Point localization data
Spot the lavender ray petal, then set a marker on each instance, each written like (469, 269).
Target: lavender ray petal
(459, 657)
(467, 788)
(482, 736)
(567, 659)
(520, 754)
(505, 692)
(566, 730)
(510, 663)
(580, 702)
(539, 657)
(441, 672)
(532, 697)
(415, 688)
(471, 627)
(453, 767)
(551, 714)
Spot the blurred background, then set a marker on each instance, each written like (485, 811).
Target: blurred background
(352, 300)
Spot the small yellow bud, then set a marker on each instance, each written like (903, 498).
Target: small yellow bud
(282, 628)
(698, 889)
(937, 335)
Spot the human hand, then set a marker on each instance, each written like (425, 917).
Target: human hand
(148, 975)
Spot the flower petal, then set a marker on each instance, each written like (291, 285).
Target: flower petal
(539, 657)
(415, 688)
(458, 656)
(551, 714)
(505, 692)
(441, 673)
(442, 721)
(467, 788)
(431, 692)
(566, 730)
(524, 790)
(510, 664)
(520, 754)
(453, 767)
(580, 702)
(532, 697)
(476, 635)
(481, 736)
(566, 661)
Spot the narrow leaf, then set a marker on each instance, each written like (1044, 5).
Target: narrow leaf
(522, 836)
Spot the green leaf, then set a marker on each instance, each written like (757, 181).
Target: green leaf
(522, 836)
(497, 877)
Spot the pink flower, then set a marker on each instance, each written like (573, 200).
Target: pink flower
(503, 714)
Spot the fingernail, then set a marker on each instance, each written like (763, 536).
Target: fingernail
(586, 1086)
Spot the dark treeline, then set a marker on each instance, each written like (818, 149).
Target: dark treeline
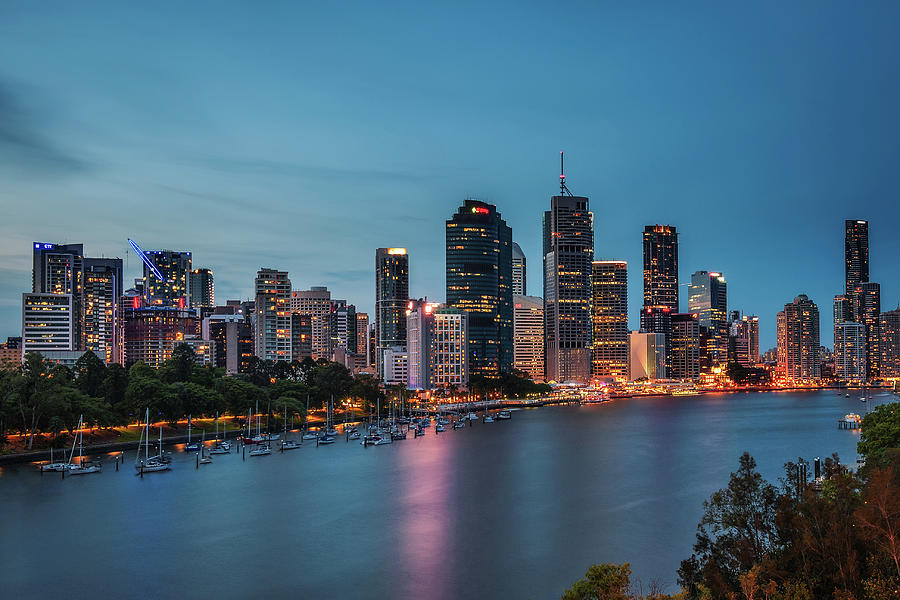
(43, 397)
(799, 539)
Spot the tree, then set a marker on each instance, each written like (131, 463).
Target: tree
(879, 514)
(602, 582)
(738, 530)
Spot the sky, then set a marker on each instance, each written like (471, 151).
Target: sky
(302, 136)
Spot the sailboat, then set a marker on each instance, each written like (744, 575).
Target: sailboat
(191, 446)
(54, 466)
(223, 447)
(150, 464)
(287, 444)
(307, 434)
(80, 468)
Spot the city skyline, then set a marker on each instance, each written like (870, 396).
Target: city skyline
(732, 151)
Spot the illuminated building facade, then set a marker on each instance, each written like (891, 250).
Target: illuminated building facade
(519, 271)
(175, 267)
(528, 335)
(437, 347)
(48, 322)
(391, 298)
(856, 254)
(150, 333)
(568, 255)
(685, 347)
(799, 324)
(661, 266)
(646, 355)
(609, 312)
(889, 329)
(273, 315)
(479, 281)
(101, 292)
(867, 310)
(202, 288)
(707, 297)
(316, 302)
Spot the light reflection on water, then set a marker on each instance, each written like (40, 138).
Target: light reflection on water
(514, 509)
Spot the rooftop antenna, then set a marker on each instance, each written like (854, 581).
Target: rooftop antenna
(563, 190)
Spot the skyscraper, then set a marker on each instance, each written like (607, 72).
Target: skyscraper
(609, 285)
(707, 298)
(519, 271)
(661, 266)
(685, 347)
(856, 254)
(273, 315)
(568, 255)
(203, 289)
(800, 333)
(317, 304)
(175, 267)
(867, 310)
(479, 281)
(528, 335)
(391, 298)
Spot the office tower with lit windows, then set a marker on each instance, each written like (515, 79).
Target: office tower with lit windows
(707, 298)
(519, 271)
(568, 256)
(661, 266)
(528, 336)
(867, 310)
(609, 313)
(202, 288)
(175, 267)
(391, 298)
(743, 339)
(362, 334)
(646, 355)
(685, 347)
(889, 329)
(479, 281)
(316, 302)
(856, 254)
(57, 269)
(101, 292)
(799, 334)
(273, 315)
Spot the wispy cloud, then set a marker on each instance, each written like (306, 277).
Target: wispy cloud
(24, 145)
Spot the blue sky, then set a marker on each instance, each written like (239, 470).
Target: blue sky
(302, 136)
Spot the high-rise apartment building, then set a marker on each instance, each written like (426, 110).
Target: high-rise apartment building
(646, 355)
(685, 347)
(856, 254)
(707, 298)
(867, 310)
(799, 334)
(437, 347)
(273, 315)
(889, 329)
(609, 312)
(568, 256)
(479, 281)
(391, 298)
(528, 335)
(519, 271)
(202, 288)
(316, 302)
(661, 266)
(175, 290)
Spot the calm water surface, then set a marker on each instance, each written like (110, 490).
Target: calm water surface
(515, 509)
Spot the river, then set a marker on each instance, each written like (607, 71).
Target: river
(514, 509)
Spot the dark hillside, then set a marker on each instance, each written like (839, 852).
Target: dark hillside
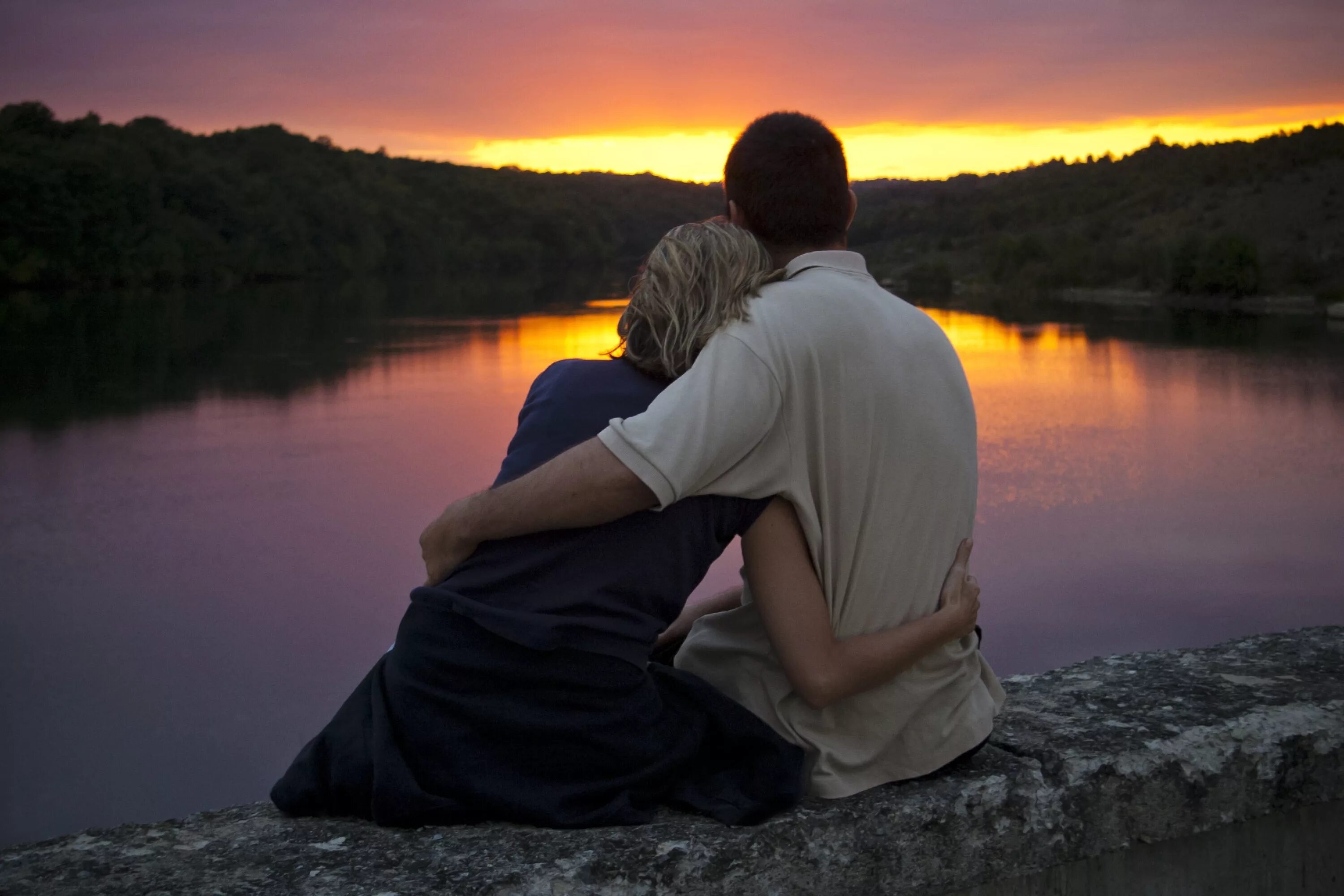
(1238, 218)
(88, 203)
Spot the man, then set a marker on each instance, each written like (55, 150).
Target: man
(838, 397)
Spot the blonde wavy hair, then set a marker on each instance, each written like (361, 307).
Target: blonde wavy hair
(698, 280)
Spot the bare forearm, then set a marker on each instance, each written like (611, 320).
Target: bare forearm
(586, 485)
(721, 602)
(866, 661)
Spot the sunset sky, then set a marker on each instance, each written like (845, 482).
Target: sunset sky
(922, 89)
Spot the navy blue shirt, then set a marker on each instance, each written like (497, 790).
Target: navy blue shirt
(608, 589)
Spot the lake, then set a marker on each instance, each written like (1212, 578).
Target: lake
(210, 504)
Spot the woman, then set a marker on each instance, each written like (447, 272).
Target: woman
(519, 688)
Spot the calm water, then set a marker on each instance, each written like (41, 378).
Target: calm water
(210, 507)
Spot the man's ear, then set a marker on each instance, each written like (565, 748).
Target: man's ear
(737, 217)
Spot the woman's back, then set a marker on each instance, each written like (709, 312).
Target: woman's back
(609, 589)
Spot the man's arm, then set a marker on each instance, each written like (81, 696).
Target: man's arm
(586, 485)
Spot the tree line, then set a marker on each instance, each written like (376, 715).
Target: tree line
(1232, 220)
(85, 203)
(144, 203)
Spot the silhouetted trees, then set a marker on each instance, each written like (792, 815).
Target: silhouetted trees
(88, 203)
(1228, 220)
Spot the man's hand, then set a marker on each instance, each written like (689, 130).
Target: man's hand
(445, 543)
(690, 613)
(959, 603)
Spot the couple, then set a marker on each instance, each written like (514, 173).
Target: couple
(767, 388)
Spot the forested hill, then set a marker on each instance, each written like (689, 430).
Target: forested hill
(89, 203)
(1237, 218)
(84, 202)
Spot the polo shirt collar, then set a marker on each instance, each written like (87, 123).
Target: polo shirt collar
(836, 258)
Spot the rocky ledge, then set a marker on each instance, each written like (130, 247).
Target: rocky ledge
(1089, 759)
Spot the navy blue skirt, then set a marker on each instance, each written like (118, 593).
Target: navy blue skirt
(457, 724)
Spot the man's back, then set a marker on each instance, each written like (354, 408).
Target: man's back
(854, 406)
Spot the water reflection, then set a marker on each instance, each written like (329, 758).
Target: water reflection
(80, 357)
(209, 511)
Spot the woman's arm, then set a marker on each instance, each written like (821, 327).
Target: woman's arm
(820, 667)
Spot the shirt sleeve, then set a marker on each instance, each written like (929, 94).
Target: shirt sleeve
(697, 435)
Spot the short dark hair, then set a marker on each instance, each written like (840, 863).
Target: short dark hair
(788, 177)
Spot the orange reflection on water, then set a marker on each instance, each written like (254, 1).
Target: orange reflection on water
(1062, 420)
(1058, 414)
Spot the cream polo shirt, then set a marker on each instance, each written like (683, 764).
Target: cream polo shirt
(854, 406)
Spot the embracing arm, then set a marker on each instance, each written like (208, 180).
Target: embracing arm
(822, 668)
(586, 485)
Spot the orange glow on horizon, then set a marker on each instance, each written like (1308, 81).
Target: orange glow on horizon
(887, 150)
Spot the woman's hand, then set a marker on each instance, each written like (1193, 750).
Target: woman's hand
(959, 603)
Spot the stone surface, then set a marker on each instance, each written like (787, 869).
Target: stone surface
(1088, 759)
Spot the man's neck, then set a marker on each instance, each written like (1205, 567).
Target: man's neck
(781, 257)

## WHAT THIS TASK INVOLVES
Please print, exactly and with nothing else, the lines from the first line of the entries through the line containing "Spot the small".

## PROBLEM SOLUTION
Spot the lavender ray petal, then set a marker on each instance, each written like (469, 269).
Target: lavender ray petal
(459, 657)
(467, 788)
(482, 736)
(567, 659)
(520, 754)
(505, 692)
(566, 730)
(510, 663)
(580, 702)
(539, 657)
(441, 672)
(532, 697)
(415, 688)
(471, 627)
(453, 767)
(551, 714)
Spot the blurred background, then set a marker on each instance, each written like (485, 811).
Target: blurred background
(352, 300)
Spot the small yellow bud, then set a marker on each instance, each written like (903, 498).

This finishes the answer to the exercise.